__WHAT THIS EXERCISE ASKS__
A. In the forum post on proximal gradient descent, what fixed step size does the poster use?
B. Translate this sentence from the forum post on proximal gradient descent into Spanish: "I use fixed step size (t_k=0.02)."

__DOCUMENT EXTRACT__
--- BEGIN ---

I'm trying to solve following convex optimization function: $min_W g(W) + h(W)$, where the $g$ is convex and differentiable and $h$ in convex an non-smooth. $g(W)=||Y-WX||_F^2$ is square loss function.
Note that,$X,W,Y$ all are matrices. $h(W)$ is non-smooth function with known proximal operator (shoft-tresholding(shirnkage(W))). I use fixed step size (t_k=0.02). I tried to do backtracking line search, but I was not sure how to extend it to the case where $Y and W$ are matrices (when they are both vectors, it's pretty easy to do it)
Unfortunately when I use momentum (Nestrove acceleration approach), my algorithm does not converge. Here how I compute momentum:
$W^{(0)}=W^{(-1)} \in R^n$, we repeat:
$v=W^{(W-1)} + \frac{k-2}{k-1}(W^{(k-1)}-W^{(k-1)})$
$W^{(k)}=prox_{tk}(v-t_k\nabla g(v))$
for k=1,2,3,....
Does anybody have some hints regarding computing momentum for accelerared proximal gradient descent method ? second, is it possible to adapt back-tracking line search for the case where $Y and W$ are matrices ?

--- END ---

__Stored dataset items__
--- BEGIN ---

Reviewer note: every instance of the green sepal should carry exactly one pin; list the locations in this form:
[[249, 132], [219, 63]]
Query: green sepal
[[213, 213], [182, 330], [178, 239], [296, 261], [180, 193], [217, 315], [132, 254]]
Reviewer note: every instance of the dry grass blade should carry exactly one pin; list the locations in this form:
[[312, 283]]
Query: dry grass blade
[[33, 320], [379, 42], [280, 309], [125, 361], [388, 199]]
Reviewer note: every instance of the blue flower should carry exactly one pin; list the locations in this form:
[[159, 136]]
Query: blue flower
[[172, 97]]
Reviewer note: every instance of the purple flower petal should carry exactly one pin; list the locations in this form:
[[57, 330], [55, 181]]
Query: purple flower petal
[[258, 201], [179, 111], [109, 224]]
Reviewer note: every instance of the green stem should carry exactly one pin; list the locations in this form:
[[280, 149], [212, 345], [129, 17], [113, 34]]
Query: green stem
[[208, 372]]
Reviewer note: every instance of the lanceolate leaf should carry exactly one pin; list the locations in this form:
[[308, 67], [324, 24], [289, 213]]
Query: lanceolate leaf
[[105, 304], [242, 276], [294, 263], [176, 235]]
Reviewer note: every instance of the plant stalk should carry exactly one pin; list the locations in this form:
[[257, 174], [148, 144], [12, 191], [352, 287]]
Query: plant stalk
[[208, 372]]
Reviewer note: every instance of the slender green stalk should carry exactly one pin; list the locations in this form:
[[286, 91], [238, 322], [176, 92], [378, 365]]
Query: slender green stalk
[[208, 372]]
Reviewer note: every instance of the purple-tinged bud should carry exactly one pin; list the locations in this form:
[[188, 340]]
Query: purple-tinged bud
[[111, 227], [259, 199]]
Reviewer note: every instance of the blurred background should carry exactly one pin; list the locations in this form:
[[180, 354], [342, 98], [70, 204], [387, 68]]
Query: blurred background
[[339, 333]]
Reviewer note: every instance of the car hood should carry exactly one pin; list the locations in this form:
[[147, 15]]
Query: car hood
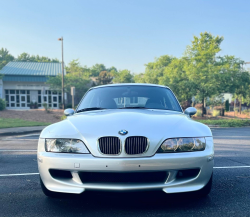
[[156, 125]]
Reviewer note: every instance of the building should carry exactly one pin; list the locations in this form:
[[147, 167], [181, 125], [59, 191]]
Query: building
[[24, 83]]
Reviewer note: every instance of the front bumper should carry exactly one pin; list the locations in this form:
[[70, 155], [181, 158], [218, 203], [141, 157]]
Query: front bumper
[[170, 163]]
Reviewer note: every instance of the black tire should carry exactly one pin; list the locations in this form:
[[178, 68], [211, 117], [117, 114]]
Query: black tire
[[47, 192], [206, 189]]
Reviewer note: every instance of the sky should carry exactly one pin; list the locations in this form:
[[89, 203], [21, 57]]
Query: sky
[[126, 34]]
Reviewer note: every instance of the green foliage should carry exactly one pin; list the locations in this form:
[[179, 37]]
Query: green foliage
[[201, 67], [154, 70], [123, 76], [97, 68], [227, 105], [227, 122], [77, 77], [105, 77], [198, 113], [25, 57], [2, 104], [5, 57], [63, 117], [201, 72], [216, 113], [46, 107]]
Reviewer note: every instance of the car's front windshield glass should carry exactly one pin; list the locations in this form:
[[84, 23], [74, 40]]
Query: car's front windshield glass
[[129, 96]]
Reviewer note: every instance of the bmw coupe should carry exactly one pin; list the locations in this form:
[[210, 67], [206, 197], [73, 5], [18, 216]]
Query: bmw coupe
[[126, 137]]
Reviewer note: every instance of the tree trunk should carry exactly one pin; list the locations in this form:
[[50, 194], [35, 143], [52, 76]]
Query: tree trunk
[[240, 104], [202, 112]]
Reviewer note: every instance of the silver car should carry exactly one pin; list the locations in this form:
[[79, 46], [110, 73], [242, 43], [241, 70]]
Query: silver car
[[127, 137]]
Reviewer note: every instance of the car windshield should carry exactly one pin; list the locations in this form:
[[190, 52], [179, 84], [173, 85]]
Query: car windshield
[[129, 97]]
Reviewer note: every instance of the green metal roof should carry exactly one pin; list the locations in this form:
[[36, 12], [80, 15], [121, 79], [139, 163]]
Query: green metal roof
[[32, 68], [25, 78]]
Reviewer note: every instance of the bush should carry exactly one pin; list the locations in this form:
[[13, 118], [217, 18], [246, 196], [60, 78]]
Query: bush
[[227, 105], [246, 112], [216, 113], [198, 113], [46, 107], [63, 117], [2, 104], [68, 106]]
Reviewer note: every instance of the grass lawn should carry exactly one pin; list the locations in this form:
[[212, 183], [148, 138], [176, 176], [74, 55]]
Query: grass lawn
[[226, 122], [11, 122]]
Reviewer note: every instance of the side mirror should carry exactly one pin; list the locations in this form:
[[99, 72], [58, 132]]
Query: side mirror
[[69, 112], [190, 111]]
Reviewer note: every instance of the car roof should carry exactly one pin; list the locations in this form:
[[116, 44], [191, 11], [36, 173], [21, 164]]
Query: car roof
[[130, 84]]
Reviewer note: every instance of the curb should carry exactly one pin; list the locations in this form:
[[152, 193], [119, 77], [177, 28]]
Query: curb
[[19, 133]]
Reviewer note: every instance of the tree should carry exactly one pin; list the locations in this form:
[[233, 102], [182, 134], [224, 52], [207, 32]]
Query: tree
[[76, 77], [154, 70], [5, 57], [97, 68], [123, 76], [175, 77], [78, 70], [104, 77], [201, 66], [25, 57]]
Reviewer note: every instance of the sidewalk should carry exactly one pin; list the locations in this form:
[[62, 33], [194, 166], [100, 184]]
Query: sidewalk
[[20, 130]]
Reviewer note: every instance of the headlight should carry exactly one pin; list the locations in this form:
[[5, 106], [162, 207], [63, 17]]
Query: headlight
[[182, 145], [65, 146]]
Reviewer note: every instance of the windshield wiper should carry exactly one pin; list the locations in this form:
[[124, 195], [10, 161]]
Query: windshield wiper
[[90, 109], [133, 107]]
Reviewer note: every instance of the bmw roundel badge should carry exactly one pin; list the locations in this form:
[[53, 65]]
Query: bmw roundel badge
[[123, 132]]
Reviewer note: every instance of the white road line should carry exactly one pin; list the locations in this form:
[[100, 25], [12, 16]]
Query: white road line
[[232, 167], [23, 174], [29, 174], [17, 150]]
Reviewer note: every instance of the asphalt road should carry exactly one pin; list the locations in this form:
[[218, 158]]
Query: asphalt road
[[21, 195]]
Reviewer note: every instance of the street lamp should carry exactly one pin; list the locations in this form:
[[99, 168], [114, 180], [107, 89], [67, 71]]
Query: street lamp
[[61, 39]]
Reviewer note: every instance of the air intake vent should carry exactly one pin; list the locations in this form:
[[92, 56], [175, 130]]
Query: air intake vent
[[110, 145], [136, 145]]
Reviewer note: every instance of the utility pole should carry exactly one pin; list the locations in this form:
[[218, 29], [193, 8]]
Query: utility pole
[[61, 39]]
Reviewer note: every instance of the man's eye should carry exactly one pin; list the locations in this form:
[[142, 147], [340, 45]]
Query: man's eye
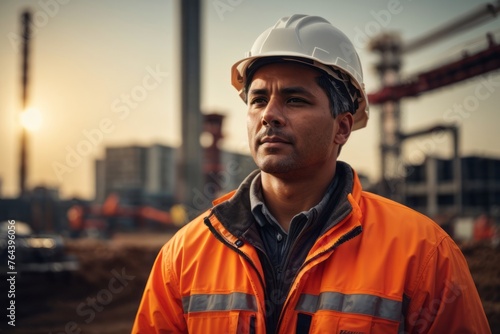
[[296, 100], [257, 101]]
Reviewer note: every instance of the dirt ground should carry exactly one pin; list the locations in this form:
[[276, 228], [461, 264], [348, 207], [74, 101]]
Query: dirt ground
[[102, 297]]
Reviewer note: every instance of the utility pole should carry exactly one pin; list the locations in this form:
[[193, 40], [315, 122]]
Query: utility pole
[[26, 36]]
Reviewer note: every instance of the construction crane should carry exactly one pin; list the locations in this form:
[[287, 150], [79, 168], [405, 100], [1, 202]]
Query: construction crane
[[390, 49]]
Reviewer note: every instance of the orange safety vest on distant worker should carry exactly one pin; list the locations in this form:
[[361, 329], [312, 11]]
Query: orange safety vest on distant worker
[[383, 269]]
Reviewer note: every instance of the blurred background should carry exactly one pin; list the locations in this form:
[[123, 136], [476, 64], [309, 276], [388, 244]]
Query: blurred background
[[118, 123]]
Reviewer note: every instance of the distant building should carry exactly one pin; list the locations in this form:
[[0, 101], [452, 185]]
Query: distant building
[[136, 173], [141, 174], [432, 187]]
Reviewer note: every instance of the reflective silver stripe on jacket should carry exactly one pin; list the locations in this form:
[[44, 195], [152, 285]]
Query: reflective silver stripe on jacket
[[219, 302], [351, 303]]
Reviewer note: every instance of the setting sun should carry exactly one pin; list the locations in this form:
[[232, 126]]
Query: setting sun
[[31, 119]]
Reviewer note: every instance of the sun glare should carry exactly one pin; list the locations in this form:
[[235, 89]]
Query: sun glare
[[31, 119]]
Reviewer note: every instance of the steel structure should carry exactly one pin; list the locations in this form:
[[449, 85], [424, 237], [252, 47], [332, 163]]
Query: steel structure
[[391, 49]]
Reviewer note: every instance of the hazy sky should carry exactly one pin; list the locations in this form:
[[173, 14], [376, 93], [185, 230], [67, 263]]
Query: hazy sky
[[106, 72]]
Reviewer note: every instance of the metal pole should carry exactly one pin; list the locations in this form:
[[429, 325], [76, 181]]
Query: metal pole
[[190, 166], [26, 36]]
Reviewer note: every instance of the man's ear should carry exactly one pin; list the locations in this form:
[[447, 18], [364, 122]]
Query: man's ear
[[344, 127]]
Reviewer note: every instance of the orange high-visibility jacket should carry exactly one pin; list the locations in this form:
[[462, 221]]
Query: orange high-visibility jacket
[[383, 269]]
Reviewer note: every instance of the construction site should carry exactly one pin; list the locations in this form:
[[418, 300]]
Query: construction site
[[84, 263]]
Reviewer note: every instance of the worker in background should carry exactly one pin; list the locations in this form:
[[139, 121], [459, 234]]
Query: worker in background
[[484, 228], [299, 247]]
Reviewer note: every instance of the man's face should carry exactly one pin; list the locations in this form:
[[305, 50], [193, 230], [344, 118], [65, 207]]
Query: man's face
[[291, 130]]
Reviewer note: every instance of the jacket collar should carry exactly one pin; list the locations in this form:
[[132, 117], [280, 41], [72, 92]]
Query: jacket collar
[[234, 211]]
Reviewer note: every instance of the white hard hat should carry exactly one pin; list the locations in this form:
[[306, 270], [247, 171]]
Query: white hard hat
[[318, 43]]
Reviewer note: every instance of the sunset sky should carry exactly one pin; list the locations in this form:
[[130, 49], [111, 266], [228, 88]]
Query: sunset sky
[[91, 59]]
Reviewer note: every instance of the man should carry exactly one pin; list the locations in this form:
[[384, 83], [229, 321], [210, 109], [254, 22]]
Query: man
[[299, 247]]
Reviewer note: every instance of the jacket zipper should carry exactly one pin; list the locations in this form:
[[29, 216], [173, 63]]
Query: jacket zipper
[[346, 237], [219, 237]]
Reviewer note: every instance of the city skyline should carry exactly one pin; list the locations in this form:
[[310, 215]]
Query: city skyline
[[107, 73]]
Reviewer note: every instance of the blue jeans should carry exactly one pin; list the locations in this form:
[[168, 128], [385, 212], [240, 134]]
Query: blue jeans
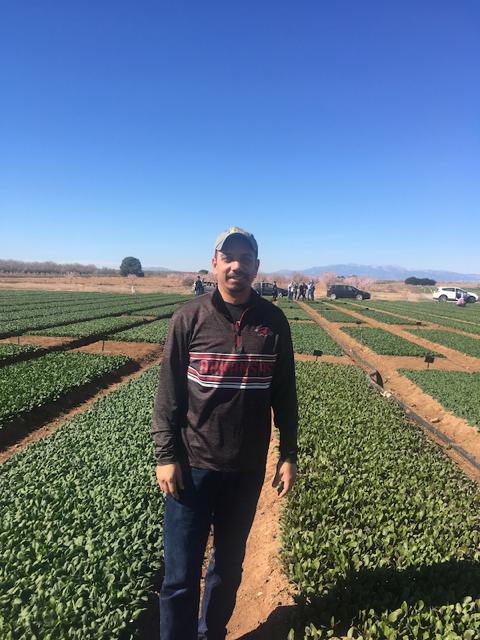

--- END ---

__RESPONSES TO THE TASKS__
A. The poster uses a fixed step size of t_k = 0.02.

B. Uso un tamaño de paso fijo (t_k=0.02).